## PROBLEM DETAILS
Return each line of the rows below that contains the string "fluffy", treating uppercase and lowercase as different.

(Excerpts from a point labeling dataset)
━━━━
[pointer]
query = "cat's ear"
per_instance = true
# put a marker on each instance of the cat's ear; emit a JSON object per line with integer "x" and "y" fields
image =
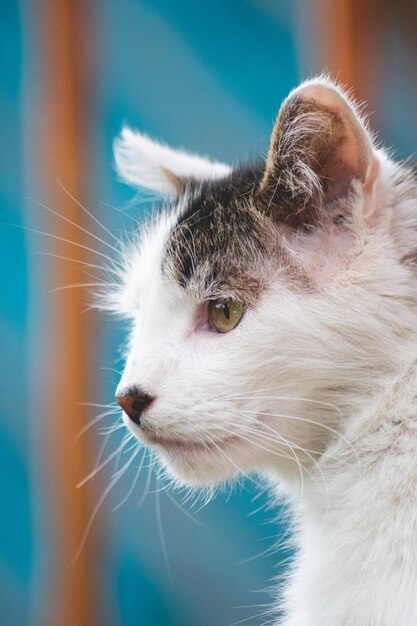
{"x": 144, "y": 163}
{"x": 319, "y": 148}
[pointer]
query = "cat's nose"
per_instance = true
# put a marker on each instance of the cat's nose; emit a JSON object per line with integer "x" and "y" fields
{"x": 133, "y": 402}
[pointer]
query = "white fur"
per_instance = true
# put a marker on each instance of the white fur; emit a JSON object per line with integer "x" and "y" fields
{"x": 143, "y": 162}
{"x": 314, "y": 388}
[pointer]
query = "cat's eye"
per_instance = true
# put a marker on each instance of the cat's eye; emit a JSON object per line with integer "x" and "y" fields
{"x": 224, "y": 315}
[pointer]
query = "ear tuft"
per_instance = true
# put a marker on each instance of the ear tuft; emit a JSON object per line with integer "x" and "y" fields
{"x": 145, "y": 163}
{"x": 319, "y": 146}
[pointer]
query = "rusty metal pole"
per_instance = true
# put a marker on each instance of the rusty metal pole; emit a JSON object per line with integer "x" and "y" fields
{"x": 60, "y": 152}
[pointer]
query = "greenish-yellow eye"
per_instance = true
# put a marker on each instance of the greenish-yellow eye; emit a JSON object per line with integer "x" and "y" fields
{"x": 224, "y": 315}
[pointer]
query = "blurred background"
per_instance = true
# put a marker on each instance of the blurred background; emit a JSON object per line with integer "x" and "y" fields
{"x": 206, "y": 76}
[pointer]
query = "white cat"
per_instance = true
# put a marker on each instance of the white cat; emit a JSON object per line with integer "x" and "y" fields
{"x": 274, "y": 329}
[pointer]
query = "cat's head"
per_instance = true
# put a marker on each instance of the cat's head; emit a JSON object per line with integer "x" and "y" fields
{"x": 255, "y": 294}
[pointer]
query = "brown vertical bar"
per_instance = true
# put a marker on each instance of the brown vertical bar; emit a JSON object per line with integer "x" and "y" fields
{"x": 61, "y": 150}
{"x": 346, "y": 36}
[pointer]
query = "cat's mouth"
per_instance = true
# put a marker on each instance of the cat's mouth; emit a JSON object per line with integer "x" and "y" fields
{"x": 172, "y": 444}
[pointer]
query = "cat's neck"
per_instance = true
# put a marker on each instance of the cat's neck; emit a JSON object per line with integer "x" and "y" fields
{"x": 357, "y": 560}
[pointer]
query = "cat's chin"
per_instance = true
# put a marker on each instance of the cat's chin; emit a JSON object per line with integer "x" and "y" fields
{"x": 195, "y": 464}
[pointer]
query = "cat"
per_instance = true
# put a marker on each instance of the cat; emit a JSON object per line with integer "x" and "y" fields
{"x": 273, "y": 329}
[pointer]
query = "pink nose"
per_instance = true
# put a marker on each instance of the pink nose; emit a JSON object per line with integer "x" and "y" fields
{"x": 134, "y": 402}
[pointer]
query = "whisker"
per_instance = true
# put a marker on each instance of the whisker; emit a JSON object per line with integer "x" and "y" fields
{"x": 82, "y": 285}
{"x": 73, "y": 243}
{"x": 93, "y": 217}
{"x": 81, "y": 228}
{"x": 97, "y": 508}
{"x": 83, "y": 263}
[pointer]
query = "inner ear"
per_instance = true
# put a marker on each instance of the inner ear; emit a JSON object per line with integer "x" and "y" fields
{"x": 319, "y": 146}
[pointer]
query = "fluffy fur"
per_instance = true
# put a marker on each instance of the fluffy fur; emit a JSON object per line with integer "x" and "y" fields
{"x": 316, "y": 385}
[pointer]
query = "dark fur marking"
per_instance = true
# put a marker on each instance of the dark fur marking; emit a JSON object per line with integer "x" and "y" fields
{"x": 222, "y": 239}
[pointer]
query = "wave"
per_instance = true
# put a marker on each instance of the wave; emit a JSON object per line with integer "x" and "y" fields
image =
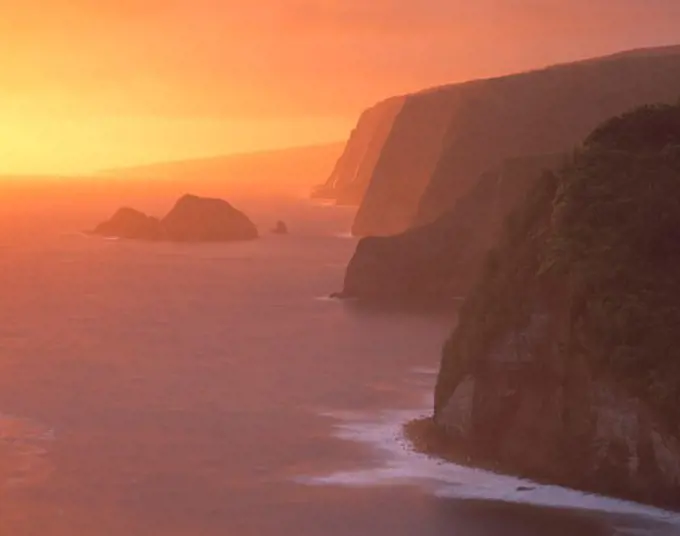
━━━━
## RESULT
query = "fluffy fur"
# put a marker on each instance of the fluffy fur; emit a JSON object per line with integer "x" and "y" fields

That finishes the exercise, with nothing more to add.